▸ **What to do**
Copy out the lines in the entries below exactly as they appear, everything from the line containing "Task: Q: Indicate the headlight" down to the end of the entries.

Extracted data entries
══════════════════════════════

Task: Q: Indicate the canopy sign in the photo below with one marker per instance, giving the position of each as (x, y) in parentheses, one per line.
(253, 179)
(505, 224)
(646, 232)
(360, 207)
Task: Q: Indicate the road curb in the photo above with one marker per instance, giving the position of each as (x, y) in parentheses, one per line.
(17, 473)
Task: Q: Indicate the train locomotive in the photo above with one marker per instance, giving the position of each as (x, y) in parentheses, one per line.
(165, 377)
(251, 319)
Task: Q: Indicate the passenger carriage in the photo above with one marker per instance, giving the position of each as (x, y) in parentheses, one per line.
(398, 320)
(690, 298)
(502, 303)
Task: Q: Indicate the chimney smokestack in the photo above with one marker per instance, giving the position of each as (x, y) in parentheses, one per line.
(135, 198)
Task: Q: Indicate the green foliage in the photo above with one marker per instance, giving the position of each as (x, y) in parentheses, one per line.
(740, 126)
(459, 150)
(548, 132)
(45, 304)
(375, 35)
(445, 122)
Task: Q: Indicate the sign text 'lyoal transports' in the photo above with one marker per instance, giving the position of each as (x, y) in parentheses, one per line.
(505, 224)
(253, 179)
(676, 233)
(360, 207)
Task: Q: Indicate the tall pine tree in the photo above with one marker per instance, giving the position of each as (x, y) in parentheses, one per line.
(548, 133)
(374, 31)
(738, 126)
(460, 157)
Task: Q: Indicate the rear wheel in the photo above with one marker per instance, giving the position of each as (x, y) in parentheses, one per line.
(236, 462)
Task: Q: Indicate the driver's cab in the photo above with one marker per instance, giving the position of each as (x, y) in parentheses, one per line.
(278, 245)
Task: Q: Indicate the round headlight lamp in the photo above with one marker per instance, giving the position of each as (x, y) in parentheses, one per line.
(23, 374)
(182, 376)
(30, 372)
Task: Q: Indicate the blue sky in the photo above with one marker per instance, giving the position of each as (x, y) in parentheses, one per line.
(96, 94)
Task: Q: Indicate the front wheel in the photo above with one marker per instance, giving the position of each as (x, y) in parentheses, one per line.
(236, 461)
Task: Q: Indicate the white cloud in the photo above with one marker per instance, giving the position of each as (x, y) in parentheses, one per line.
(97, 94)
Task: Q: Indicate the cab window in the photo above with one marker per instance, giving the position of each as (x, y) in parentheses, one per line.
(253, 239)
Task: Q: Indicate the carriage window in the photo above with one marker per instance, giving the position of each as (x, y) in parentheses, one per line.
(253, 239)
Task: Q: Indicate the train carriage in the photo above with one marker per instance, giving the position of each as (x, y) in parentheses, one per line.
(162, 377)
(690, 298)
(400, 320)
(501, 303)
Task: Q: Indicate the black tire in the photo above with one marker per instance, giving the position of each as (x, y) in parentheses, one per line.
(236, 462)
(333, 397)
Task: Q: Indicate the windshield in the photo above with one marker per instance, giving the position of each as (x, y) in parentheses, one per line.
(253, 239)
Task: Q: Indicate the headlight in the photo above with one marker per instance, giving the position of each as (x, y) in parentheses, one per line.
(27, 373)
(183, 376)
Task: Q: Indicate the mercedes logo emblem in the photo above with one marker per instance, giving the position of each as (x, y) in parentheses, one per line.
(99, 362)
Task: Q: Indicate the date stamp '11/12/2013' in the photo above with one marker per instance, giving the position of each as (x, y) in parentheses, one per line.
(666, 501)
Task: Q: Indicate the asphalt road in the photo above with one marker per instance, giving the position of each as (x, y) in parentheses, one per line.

══════════════════════════════

▸ **Response**
Task: Q: Indicate the headlight in the photo above with one marker per instance, giving the position of each as (x, y) in parentheses, one per line.
(27, 373)
(183, 376)
Task: Q: Indicate the mercedes logo emblem in the photo above with one marker per instance, giving the position of each as (x, y) in parentheses, one per line.
(99, 362)
Task: Q: Indicate the date stamp '11/12/2013' in the photo above with one marker per instance, giving the position of each as (x, y) in parentheses, one per line.
(666, 501)
Task: Q: Indicate the asphalt road in the photo above with one marker per instance, giving the position of each as (x, y) in parentheses, one per line.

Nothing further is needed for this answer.